# Work to complete
Considering only lines that hold the word "this", report how many there are in the listing below, as a single number.
******************************
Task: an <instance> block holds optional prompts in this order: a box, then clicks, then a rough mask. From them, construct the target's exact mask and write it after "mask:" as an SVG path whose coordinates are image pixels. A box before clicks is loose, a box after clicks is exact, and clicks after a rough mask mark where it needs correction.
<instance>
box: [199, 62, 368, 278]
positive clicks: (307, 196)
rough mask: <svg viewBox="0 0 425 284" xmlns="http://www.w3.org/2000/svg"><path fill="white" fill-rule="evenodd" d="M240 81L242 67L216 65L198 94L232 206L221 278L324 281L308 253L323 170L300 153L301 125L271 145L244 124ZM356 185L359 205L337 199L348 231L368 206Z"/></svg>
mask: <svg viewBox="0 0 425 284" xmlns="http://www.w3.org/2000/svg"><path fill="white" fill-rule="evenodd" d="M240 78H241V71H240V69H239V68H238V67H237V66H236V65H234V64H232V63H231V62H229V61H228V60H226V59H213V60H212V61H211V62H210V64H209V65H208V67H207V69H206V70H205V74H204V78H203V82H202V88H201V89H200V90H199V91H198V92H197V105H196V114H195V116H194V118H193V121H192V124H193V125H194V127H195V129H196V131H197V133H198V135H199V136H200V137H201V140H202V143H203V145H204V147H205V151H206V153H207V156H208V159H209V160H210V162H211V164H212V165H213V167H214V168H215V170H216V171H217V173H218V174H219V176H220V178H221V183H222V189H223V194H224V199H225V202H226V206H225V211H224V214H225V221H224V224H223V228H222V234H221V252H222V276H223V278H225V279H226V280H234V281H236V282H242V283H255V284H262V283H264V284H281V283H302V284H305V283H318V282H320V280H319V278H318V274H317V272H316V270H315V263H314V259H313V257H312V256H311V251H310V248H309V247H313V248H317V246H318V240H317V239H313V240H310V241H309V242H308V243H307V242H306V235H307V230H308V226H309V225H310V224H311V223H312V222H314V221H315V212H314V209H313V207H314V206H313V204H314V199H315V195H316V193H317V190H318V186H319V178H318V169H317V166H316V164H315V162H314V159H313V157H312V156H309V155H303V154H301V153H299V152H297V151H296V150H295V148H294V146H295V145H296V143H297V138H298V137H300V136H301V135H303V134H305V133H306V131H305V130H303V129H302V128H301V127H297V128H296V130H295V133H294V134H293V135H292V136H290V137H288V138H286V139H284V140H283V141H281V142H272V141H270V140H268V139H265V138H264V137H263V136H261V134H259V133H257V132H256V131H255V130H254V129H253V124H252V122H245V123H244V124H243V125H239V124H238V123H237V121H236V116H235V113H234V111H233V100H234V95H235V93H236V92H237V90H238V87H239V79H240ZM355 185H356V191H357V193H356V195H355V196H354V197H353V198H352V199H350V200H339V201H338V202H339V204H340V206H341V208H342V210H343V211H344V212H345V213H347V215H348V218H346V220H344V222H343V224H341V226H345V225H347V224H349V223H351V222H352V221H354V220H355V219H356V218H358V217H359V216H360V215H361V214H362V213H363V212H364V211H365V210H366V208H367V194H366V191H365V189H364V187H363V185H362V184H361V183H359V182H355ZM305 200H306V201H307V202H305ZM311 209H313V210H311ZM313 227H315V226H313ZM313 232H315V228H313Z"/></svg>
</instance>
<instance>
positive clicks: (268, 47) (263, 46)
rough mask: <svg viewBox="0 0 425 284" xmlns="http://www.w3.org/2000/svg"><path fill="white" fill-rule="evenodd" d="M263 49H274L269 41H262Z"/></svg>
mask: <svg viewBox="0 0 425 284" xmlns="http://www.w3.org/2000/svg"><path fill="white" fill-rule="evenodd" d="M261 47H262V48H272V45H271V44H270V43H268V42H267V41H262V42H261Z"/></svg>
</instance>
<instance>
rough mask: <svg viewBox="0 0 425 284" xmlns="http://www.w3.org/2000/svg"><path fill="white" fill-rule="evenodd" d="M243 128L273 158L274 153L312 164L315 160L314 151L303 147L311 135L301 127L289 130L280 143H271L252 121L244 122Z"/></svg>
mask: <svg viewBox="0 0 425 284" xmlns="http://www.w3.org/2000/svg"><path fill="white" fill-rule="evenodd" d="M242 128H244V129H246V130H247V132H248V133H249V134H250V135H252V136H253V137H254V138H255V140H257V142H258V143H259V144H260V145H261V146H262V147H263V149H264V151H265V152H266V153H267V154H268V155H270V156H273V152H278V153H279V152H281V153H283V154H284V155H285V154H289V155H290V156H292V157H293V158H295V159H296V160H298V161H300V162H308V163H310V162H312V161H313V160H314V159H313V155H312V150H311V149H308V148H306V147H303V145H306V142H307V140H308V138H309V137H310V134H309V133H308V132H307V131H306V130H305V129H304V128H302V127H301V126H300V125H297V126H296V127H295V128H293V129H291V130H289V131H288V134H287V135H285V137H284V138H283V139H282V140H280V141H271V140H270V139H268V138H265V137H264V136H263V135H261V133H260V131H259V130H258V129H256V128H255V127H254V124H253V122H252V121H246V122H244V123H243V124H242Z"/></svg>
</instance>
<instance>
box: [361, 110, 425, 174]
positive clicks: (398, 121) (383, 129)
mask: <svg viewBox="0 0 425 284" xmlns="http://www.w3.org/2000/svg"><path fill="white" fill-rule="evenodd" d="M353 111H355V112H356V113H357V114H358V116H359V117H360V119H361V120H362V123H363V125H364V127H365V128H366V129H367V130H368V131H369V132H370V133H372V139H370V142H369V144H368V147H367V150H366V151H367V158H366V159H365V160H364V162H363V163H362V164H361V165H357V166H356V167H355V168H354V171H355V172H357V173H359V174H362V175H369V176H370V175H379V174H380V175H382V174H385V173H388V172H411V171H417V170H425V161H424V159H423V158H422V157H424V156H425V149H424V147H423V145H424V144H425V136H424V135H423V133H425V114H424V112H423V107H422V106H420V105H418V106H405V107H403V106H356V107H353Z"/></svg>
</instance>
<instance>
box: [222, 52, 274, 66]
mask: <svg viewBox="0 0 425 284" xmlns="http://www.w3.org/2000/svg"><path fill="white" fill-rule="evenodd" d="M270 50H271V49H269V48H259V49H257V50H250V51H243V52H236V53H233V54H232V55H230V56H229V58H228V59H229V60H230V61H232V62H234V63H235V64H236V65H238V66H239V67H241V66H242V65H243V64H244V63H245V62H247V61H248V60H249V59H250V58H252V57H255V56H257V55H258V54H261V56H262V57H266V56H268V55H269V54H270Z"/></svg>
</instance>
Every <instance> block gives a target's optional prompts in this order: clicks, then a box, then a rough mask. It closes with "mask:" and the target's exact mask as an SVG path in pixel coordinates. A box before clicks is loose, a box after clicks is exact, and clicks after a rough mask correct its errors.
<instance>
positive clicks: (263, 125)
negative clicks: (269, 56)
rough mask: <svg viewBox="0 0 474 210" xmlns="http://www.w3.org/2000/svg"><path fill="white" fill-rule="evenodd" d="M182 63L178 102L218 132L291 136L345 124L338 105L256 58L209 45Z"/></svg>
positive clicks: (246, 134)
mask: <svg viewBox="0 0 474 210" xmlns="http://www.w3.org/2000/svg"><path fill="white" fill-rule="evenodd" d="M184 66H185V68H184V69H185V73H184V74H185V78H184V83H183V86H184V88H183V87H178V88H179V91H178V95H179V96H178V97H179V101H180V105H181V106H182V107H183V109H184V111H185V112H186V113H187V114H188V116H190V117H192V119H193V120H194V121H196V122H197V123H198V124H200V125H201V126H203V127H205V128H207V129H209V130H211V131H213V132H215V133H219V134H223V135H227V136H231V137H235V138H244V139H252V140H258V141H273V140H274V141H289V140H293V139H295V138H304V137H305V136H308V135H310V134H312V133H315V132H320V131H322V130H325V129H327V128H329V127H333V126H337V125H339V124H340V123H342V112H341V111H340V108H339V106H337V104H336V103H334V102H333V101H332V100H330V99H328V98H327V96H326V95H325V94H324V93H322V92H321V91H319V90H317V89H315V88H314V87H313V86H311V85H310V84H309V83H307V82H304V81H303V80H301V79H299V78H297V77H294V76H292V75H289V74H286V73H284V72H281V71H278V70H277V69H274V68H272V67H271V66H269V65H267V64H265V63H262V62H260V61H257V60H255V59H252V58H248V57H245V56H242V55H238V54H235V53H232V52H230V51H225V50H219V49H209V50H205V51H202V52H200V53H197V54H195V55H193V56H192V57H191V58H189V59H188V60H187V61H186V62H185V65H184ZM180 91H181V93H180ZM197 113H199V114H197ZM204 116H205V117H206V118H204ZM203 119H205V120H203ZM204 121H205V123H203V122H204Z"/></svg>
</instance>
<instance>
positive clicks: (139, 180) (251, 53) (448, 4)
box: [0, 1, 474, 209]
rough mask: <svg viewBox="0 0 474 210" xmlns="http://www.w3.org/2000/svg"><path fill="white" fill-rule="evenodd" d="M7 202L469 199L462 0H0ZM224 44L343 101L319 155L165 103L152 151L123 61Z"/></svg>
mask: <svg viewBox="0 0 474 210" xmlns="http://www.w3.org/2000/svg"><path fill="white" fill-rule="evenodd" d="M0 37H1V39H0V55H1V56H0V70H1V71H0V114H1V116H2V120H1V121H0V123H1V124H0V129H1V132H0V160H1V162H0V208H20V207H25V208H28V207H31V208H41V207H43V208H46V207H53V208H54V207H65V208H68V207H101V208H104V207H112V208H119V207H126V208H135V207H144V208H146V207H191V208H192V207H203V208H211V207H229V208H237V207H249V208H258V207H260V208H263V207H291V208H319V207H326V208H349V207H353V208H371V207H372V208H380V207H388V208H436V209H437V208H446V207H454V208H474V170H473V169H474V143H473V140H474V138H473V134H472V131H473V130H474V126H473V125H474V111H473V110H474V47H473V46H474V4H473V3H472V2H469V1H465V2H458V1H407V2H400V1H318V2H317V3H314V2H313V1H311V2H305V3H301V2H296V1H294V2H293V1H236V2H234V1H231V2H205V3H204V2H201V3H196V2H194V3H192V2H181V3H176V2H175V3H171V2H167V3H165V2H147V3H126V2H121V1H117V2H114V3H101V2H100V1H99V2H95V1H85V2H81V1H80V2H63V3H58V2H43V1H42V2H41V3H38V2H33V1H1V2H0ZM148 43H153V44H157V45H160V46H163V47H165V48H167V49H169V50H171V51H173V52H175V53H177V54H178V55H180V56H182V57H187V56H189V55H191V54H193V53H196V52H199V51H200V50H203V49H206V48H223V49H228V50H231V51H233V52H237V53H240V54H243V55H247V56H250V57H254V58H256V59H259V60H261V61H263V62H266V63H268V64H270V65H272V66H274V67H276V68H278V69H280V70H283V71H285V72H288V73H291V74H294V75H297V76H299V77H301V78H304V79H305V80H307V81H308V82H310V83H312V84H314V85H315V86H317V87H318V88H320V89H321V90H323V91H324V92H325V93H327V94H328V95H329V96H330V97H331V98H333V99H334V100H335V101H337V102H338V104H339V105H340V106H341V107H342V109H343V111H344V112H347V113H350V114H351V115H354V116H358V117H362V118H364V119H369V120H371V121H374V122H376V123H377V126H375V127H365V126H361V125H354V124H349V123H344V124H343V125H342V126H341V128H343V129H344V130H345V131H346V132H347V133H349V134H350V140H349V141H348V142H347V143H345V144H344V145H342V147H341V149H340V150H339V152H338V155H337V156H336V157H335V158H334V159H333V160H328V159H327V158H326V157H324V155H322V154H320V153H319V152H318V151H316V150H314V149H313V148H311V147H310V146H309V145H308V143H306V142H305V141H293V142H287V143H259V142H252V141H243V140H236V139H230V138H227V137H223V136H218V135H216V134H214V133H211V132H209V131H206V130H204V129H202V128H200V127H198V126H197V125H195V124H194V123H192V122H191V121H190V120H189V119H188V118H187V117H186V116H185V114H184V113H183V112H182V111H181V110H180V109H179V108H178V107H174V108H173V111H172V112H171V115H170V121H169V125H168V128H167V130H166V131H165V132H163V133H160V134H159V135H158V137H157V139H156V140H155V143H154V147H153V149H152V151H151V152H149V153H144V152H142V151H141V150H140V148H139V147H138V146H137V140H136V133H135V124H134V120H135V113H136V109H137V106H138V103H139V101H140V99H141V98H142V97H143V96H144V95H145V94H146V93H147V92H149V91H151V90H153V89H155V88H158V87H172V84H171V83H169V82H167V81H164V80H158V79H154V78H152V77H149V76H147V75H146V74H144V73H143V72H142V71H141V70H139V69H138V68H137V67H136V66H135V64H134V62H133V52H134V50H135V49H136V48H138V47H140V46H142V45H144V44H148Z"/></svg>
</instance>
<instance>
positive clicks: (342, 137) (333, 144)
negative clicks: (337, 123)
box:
******************************
# Problem solution
2